Stored data entries
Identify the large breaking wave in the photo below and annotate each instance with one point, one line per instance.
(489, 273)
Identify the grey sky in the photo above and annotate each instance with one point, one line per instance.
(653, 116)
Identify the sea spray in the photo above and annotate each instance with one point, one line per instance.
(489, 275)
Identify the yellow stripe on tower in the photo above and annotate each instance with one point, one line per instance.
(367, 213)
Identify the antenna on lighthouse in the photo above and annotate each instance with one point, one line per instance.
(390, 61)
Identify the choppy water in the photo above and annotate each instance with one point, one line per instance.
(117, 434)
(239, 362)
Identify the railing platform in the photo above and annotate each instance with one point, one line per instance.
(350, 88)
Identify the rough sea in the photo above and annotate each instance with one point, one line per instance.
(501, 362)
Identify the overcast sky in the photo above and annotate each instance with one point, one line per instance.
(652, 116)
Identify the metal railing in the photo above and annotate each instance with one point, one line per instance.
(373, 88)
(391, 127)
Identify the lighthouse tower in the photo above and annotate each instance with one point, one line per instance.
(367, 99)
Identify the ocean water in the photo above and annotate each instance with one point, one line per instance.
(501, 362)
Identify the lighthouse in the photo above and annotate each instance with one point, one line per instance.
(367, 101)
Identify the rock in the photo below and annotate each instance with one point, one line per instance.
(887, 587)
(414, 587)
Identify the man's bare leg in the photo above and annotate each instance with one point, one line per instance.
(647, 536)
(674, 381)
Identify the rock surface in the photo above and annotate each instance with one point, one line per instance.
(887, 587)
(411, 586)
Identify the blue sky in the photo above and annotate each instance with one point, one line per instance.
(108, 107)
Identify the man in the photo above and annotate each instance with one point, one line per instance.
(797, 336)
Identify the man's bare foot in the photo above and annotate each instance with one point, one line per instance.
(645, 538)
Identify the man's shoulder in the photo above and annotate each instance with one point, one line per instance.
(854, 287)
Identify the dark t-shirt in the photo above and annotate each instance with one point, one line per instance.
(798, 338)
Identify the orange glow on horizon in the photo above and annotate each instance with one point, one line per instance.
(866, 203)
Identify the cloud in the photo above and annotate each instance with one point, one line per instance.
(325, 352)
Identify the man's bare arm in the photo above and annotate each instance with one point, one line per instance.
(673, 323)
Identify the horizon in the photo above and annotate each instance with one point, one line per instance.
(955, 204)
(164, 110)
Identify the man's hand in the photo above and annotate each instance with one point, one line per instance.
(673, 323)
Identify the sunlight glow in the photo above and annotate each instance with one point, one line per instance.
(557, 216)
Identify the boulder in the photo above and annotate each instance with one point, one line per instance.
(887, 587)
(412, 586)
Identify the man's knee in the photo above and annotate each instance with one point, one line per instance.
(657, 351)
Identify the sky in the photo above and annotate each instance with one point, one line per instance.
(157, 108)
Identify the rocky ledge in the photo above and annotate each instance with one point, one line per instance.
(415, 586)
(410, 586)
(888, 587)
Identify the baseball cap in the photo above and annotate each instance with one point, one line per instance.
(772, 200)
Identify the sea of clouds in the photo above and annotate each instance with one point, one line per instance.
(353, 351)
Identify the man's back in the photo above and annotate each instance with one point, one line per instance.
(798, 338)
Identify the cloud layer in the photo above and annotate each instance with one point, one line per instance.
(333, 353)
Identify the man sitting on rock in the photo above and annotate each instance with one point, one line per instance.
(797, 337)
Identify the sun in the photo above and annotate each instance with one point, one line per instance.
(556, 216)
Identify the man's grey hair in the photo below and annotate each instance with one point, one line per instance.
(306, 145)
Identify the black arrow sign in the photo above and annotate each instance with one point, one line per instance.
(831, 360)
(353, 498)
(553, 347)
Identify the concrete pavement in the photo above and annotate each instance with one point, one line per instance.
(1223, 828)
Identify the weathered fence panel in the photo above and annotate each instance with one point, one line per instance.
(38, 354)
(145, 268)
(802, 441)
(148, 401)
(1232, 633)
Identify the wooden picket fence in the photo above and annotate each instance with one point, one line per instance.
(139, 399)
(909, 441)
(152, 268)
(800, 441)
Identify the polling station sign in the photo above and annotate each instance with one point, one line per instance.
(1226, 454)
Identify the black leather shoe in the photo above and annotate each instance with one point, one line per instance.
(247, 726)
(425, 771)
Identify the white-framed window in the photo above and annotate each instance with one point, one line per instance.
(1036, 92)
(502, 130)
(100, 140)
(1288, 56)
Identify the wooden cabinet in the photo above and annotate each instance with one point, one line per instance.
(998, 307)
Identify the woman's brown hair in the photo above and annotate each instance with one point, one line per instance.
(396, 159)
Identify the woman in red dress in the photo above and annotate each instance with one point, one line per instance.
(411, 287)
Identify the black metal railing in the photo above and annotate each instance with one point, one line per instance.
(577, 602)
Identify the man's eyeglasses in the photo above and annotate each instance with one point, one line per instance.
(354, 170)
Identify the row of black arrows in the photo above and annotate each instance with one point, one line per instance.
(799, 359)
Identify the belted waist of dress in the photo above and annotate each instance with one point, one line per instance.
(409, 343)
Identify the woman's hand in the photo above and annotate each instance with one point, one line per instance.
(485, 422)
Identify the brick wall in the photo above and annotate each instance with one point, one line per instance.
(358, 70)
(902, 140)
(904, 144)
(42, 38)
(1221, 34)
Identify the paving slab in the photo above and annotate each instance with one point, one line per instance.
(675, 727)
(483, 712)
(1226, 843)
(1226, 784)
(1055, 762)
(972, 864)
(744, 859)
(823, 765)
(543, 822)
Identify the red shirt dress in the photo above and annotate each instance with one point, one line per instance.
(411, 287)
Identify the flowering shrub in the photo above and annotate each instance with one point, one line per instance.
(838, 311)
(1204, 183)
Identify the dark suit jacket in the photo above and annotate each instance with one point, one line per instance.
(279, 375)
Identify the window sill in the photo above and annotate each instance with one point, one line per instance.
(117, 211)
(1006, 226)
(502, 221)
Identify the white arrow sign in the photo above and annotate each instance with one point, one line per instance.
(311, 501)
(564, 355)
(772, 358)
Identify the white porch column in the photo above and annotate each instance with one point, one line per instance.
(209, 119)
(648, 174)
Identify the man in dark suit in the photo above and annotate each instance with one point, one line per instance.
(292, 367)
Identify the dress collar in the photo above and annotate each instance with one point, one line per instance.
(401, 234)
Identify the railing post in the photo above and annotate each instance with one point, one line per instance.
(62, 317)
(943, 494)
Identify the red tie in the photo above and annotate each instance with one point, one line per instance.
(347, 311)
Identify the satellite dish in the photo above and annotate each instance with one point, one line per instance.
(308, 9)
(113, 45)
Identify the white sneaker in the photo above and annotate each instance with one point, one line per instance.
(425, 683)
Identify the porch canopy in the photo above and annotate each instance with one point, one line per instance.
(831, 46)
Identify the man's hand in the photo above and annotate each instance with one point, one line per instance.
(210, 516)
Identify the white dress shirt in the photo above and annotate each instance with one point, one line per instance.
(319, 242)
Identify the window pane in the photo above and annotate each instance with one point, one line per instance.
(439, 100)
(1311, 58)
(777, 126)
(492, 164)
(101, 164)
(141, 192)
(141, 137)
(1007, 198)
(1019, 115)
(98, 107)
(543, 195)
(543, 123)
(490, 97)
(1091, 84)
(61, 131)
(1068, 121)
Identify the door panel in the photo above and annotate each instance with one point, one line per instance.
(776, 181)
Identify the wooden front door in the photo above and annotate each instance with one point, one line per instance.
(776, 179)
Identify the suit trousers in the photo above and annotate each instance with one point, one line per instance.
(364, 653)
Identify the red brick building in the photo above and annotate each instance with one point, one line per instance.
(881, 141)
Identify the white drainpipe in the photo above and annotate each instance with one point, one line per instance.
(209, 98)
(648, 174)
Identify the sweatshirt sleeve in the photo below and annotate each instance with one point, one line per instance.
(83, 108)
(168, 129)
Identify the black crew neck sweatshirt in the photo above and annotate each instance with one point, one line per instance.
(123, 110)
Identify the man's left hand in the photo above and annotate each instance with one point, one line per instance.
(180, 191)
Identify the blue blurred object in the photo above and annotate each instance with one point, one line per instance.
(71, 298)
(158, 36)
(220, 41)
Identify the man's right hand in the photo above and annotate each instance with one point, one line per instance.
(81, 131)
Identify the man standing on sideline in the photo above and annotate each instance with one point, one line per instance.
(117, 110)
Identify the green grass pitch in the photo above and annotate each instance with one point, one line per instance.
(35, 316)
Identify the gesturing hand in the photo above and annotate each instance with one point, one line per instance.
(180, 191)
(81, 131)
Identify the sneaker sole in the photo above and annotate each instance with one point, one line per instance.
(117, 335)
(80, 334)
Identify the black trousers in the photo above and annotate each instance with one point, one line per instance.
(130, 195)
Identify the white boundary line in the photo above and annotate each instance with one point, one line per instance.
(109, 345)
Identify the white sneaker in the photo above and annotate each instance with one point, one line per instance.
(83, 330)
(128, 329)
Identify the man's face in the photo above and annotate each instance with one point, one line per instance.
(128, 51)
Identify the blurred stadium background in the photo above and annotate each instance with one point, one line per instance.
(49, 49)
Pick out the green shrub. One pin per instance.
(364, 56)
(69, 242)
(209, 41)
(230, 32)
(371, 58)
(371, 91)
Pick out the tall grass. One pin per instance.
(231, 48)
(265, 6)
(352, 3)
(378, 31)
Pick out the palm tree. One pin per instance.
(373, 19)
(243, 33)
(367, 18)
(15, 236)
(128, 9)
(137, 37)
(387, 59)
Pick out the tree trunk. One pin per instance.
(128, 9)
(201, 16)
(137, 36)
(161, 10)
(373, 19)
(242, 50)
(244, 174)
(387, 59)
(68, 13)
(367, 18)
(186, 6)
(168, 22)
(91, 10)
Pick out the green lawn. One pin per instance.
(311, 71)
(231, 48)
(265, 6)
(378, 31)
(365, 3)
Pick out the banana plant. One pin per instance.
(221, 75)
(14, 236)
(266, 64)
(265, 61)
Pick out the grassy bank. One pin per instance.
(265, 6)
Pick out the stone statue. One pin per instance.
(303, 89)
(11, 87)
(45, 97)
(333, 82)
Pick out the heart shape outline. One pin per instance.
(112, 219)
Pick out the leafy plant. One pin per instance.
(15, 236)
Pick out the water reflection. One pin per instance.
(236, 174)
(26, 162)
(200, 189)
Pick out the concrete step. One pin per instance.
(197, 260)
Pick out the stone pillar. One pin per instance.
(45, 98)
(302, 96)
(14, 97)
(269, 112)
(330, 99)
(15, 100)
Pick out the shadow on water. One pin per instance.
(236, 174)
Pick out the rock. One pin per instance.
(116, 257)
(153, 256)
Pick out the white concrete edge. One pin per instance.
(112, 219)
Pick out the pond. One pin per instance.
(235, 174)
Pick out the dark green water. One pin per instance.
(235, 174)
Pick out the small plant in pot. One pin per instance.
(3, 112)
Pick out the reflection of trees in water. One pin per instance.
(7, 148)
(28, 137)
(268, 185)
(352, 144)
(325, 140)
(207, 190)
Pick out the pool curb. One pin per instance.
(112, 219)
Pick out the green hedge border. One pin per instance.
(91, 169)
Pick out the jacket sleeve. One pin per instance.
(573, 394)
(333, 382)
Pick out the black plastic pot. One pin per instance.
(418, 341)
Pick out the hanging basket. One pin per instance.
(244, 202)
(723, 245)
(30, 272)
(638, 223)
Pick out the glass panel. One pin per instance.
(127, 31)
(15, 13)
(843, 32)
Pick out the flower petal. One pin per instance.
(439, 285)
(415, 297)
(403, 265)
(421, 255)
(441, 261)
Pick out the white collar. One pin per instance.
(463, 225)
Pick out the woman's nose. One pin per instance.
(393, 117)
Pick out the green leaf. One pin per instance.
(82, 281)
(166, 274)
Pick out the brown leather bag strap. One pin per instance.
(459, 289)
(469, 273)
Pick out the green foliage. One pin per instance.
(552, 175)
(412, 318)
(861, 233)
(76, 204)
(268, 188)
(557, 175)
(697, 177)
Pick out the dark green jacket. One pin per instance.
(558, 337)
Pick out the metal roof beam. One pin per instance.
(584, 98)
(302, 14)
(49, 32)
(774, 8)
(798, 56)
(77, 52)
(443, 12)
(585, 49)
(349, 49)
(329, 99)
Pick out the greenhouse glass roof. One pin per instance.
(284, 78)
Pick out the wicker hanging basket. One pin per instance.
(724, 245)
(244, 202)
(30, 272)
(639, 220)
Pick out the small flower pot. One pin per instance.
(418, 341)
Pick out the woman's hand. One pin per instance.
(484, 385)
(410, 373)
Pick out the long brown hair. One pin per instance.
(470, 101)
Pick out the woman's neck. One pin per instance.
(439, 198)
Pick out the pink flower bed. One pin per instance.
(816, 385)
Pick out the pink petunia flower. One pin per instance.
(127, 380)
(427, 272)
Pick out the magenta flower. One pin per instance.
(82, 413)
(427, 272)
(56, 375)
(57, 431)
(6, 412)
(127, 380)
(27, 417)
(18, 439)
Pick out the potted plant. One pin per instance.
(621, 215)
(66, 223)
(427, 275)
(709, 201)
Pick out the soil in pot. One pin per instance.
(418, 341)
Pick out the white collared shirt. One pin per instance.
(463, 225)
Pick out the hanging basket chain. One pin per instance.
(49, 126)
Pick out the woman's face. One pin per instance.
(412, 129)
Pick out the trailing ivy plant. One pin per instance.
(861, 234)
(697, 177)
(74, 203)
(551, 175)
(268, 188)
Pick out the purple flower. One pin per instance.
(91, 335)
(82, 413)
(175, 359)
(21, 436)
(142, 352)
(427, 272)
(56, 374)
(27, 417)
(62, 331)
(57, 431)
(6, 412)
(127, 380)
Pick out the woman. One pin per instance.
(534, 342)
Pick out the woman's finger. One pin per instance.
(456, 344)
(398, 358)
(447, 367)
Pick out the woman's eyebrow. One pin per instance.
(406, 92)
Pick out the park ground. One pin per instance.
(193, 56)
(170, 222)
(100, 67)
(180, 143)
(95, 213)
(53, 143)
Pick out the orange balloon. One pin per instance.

» **WHAT IS BEING ASKED**
Copy exactly the line that contains "Pick out the woman's eyebrow." and every line after it, up to and including the last line of the records.

» **ANSWER SECTION**
Pick out the woman's eyebrow. One pin per instance.
(406, 92)
Pick out the park ground. One pin per instance.
(193, 56)
(170, 222)
(100, 67)
(180, 143)
(95, 213)
(53, 143)
Pick out the orange balloon. One pin per instance.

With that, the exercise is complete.